Where the word "handle" shows up in the entries below, please copy the whole line.

━━ Material for this exercise ━━

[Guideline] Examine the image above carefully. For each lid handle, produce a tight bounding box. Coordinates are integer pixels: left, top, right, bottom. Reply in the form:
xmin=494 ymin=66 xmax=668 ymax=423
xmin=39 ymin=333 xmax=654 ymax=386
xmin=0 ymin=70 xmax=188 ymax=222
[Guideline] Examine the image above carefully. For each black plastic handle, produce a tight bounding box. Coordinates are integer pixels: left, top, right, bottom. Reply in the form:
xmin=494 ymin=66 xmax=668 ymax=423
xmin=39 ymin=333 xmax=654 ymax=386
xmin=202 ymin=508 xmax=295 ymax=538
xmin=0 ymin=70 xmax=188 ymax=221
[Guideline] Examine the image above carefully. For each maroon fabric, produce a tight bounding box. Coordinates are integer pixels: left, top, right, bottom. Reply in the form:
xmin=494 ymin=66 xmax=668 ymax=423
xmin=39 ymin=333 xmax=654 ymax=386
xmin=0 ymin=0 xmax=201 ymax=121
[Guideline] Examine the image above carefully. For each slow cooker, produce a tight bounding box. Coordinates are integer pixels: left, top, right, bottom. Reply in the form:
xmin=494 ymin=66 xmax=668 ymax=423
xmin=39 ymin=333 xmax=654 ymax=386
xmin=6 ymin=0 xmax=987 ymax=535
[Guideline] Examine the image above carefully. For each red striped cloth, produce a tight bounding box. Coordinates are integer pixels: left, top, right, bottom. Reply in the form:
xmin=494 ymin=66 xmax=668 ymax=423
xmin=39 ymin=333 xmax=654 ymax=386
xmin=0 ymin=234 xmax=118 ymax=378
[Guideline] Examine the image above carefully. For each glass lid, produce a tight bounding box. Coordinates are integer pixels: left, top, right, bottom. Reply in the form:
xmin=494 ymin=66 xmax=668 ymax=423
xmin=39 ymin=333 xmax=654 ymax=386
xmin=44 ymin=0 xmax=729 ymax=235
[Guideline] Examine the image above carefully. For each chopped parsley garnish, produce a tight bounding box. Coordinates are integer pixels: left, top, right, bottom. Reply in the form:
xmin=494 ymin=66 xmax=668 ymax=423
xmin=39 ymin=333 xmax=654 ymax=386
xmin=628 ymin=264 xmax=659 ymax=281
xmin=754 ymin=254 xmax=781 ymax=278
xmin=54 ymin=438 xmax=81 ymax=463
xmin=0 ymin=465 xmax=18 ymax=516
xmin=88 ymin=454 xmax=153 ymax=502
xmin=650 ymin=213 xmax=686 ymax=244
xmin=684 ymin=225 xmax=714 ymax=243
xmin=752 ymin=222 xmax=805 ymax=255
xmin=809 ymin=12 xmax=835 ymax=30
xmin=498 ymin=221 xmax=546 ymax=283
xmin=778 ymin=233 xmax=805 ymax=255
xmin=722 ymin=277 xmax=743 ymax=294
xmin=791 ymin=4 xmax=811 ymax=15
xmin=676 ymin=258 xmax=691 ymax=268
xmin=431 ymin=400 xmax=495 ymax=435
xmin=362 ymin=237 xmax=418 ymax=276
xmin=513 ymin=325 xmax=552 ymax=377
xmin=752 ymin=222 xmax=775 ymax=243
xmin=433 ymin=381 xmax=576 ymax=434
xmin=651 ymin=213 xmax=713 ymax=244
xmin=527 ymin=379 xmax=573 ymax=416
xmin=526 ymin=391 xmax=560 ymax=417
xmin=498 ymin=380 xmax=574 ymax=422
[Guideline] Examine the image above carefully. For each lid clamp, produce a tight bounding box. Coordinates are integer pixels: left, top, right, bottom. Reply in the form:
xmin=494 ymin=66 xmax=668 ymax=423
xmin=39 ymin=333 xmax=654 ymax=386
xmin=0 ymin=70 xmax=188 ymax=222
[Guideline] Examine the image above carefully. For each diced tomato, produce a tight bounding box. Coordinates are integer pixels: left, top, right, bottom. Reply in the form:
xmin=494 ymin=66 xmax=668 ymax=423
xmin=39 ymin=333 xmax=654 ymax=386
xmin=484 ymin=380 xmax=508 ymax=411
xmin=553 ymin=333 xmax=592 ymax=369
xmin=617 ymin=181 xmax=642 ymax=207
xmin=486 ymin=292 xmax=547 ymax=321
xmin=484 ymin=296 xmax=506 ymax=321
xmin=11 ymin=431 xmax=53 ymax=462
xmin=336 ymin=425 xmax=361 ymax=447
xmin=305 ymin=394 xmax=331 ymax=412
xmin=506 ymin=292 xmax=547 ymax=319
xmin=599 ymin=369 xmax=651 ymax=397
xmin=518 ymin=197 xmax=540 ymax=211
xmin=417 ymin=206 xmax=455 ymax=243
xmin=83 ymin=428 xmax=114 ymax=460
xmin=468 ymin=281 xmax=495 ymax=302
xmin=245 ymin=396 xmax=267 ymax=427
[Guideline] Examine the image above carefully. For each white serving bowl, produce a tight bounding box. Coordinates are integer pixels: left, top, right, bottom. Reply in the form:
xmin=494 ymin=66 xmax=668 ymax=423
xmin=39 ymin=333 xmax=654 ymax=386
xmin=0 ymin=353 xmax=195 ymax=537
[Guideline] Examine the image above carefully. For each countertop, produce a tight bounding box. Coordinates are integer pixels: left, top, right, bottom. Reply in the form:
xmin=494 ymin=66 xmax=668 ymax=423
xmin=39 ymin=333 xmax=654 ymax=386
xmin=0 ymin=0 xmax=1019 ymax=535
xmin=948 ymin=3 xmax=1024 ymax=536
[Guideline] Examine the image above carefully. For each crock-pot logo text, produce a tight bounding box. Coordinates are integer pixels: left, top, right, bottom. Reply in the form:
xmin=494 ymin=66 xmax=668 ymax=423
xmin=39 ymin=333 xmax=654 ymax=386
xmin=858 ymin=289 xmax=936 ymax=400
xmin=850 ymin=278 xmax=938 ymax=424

━━━

● **Your solution**
[Guideline] Examine the image above carefully. For each lid handle, produce a tight bounding box. Coordinates are integer pixels: left, top, right, bottom. Reply in the form:
[Guideline] Examine the image above carefully. For each black plastic handle, produce a tight bounding box. Coordinates are integer pixels: left, top, right, bottom. Reply in the form:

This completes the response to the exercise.